- **Task prompt**
Rewrite these entries with "navy blue" swapped for "midnight blue" and everything else left the same.

- **Data entries**
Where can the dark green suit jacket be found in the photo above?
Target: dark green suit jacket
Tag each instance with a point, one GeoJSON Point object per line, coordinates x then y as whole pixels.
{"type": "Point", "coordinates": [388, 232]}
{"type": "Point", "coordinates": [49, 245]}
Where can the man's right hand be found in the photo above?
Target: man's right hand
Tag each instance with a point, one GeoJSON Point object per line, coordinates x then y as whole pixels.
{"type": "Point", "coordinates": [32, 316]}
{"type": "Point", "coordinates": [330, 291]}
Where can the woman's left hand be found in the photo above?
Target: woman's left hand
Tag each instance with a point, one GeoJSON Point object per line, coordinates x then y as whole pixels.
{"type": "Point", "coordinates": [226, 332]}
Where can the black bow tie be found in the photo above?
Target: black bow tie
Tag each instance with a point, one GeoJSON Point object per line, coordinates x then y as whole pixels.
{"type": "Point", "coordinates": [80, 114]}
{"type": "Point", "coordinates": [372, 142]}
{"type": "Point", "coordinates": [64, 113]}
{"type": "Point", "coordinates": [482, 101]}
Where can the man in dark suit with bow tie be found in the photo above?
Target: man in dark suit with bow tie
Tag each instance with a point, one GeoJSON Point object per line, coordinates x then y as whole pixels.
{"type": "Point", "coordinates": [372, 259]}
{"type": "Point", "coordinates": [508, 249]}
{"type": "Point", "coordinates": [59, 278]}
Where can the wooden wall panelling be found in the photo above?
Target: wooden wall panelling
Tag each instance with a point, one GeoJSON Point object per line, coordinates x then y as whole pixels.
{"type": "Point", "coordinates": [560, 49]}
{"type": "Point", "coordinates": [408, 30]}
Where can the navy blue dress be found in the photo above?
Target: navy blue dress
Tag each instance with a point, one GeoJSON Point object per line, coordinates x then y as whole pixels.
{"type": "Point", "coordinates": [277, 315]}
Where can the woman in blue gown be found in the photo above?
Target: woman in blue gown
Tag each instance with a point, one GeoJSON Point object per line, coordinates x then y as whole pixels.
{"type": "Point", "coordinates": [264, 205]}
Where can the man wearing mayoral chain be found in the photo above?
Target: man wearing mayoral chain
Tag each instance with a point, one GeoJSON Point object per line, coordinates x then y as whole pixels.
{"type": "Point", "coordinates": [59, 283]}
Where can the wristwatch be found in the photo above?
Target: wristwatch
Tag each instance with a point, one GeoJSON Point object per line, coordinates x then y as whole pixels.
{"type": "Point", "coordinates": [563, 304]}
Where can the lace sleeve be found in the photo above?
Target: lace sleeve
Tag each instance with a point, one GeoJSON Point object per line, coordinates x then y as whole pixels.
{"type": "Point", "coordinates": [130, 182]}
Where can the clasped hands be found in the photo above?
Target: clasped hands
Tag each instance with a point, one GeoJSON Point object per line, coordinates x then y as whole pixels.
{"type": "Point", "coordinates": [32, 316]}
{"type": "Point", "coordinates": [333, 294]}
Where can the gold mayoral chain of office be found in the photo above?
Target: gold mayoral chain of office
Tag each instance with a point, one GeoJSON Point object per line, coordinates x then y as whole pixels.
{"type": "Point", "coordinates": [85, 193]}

- **The response**
Where can the dark green suit jacket be found in the photo above?
Target: dark green suit jacket
Tag each instance with a point, one GeoJSON Point object per line, coordinates x then y as whole pixels.
{"type": "Point", "coordinates": [388, 232]}
{"type": "Point", "coordinates": [49, 245]}
Where can the man's right hand be found in the photo above?
Target: man's right hand
Tag each instance with a point, one GeoJSON Point object per line, coordinates x then y as whole pixels.
{"type": "Point", "coordinates": [32, 316]}
{"type": "Point", "coordinates": [330, 291]}
Where can the woman's left hand be found in the photo above?
Target: woman's left hand
Tag each instance with a point, one GeoJSON Point object per line, coordinates x then y as whole pixels.
{"type": "Point", "coordinates": [226, 332]}
Where can the black bow tie be found in the photo above?
Target: black bow tie
Tag each instance with a point, one GeoJSON Point object per line, coordinates x then y as whole pixels.
{"type": "Point", "coordinates": [80, 114]}
{"type": "Point", "coordinates": [372, 142]}
{"type": "Point", "coordinates": [64, 113]}
{"type": "Point", "coordinates": [482, 101]}
Where can the man in dark suit with bow tie be found in the photo above?
Target: man in dark suit with bow tie
Tag each instance with a point, one GeoJSON Point object per line, coordinates x then y as whole pixels.
{"type": "Point", "coordinates": [372, 259]}
{"type": "Point", "coordinates": [508, 249]}
{"type": "Point", "coordinates": [59, 278]}
Where can the wooden wall panelling be found in the photo above?
Target: wooden wall panelling
Tag each instance with a point, one GeoJSON Point object per line, coordinates x then y as whole pixels.
{"type": "Point", "coordinates": [560, 49]}
{"type": "Point", "coordinates": [408, 30]}
Where can the midnight blue dress be found in the photo above?
Target: midnight blue dress
Tag each instance with a point, one GeoJSON Point object per line, coordinates x then y as whole pixels.
{"type": "Point", "coordinates": [277, 315]}
Where can the woman in blue gown be found in the photo above?
Target: woman in blue gown
Tag each instance with a point, one GeoJSON Point object per line, coordinates x then y as whole pixels.
{"type": "Point", "coordinates": [264, 205]}
Where can the man wearing mayoral chain be found in the photo above?
Target: man wearing mayoral chain
Tag each instance with a point, one GeoJSON Point object per line, coordinates x then y as whole pixels.
{"type": "Point", "coordinates": [59, 283]}
Where can the wristwatch be found in the photo above?
Target: wristwatch
Tag each instance with a point, one GeoJSON Point object per line, coordinates x then y as whole pixels.
{"type": "Point", "coordinates": [563, 304]}
Where can the lace sleeve be found in the photo above?
Target: lace sleeve
Tag each instance with a point, one GeoJSON Point object per line, coordinates x then y as whole pixels.
{"type": "Point", "coordinates": [130, 182]}
Where can the clasped hands be found in the photo above?
Target: clasped hands
Tag each instance with a point, one GeoJSON Point object per line, coordinates x then y as whole pixels.
{"type": "Point", "coordinates": [32, 316]}
{"type": "Point", "coordinates": [333, 294]}
Where can the gold mayoral chain of office be found in the photo above?
Target: gold mayoral chain of office
Tag each instance with a point, one GeoJSON Point object per line, coordinates x then y as whole pixels.
{"type": "Point", "coordinates": [85, 193]}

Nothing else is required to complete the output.